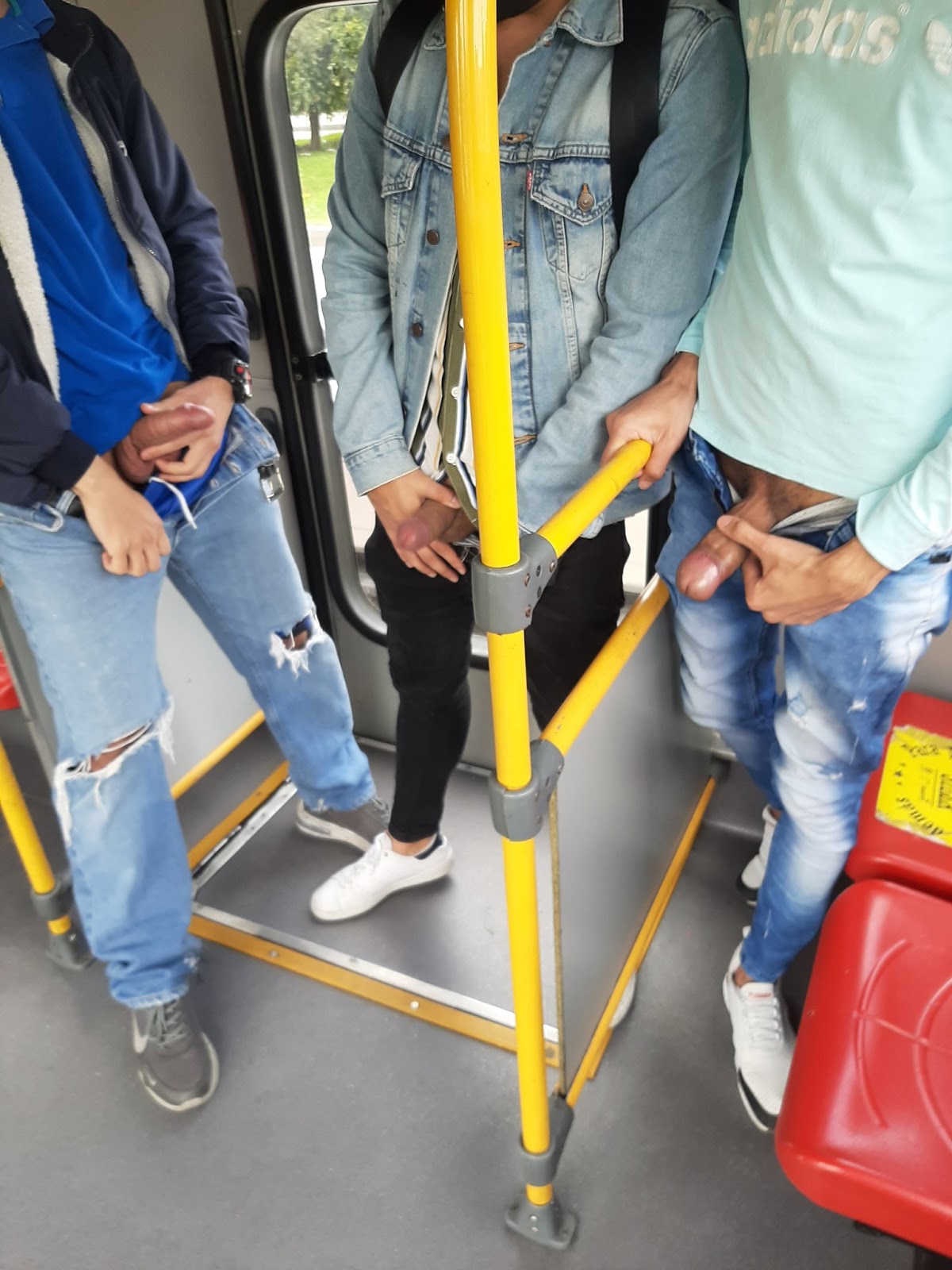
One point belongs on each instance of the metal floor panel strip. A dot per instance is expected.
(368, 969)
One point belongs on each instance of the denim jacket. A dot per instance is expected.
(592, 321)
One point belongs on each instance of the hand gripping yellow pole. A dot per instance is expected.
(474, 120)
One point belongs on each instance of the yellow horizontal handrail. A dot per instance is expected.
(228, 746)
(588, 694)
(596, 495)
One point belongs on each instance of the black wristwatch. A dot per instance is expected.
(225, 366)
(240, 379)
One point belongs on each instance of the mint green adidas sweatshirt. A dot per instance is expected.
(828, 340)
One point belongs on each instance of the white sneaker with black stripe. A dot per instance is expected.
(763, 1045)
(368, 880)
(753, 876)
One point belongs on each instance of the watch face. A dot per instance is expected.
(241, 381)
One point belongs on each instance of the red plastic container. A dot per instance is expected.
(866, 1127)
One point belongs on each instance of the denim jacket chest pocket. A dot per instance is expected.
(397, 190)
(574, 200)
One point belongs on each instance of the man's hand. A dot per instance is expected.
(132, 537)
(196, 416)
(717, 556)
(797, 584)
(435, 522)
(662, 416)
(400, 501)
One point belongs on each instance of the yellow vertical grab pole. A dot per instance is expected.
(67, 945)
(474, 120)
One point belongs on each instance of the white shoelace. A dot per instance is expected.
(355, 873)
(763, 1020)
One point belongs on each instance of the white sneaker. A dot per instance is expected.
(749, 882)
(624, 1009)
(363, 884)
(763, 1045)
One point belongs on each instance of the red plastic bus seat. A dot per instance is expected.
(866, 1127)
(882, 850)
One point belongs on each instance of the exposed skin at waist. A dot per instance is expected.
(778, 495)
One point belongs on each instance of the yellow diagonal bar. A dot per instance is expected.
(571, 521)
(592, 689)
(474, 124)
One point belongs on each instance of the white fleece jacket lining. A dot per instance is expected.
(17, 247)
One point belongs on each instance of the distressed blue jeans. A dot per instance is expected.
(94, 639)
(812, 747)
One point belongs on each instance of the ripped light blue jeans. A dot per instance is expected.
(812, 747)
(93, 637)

- _Required work_
Reproduce the entries above word for word. Pictures stay out.

- _Task solution_
One point belongs on each instance of the metal floor panel strip. A dot per instance is expected.
(368, 969)
One point belongs on each instance of the denim jacket. A dot per instance is expected.
(592, 321)
One point belongs on each instance of the hand gripping yellow pole. A dot per instance is expected.
(474, 120)
One point belongs on each instance of the yellow horizontal handrail. A dot per instance is expected.
(228, 746)
(588, 694)
(596, 495)
One point belongs on each instance of the black wristwatch. A dot per instance is expected.
(225, 366)
(240, 379)
One point belongs on each instance of the mint green adidas sweatshirt. A dot per instance is expected.
(828, 340)
One point belongs on each instance of the white sneaker with black stripe. A dot per instance is expected.
(763, 1045)
(368, 880)
(753, 876)
One point belongs on each instance of the watch face. A dot per instance is expected.
(241, 381)
One point belongs on each instance of the red plastic container. A dot per instance is expected.
(866, 1127)
One point belongs on each instance of the denim jacket chest pocket. A dot per instance is expected.
(397, 190)
(574, 200)
One point belongs on each instance of the man's hand. A dot per instance is expected.
(132, 537)
(196, 416)
(717, 556)
(797, 584)
(435, 522)
(662, 416)
(400, 501)
One point belongs on each instance of the yellow vertical grab pole. A dot per instance is expected.
(67, 945)
(474, 120)
One point belongs on each instance of the white shoelace. A dot per instance is expected.
(355, 873)
(763, 1020)
One point belongs on each instance of the white sneaker. A dot per instance is expected.
(749, 882)
(624, 1009)
(363, 884)
(763, 1045)
One point belongs on each instance of the red plastic bus seat. A dot per instance is expected.
(866, 1127)
(882, 850)
One point belongs on each instance of the exposed skin at waist. A dot per instance is expected.
(778, 495)
One point belongs on each instance of the yellow diagonal bar. A dot per instance is expected.
(571, 521)
(592, 689)
(474, 124)
One point belongs on each instance of the white fleece jacket lining. A dot per instance is expected.
(17, 247)
One point belongs on each instance of the distressed blue jeans. A dot per instance is expected.
(94, 639)
(812, 747)
One point belongs on each instance of the ripped light blue jeans. A dot per instance is expected.
(812, 747)
(93, 637)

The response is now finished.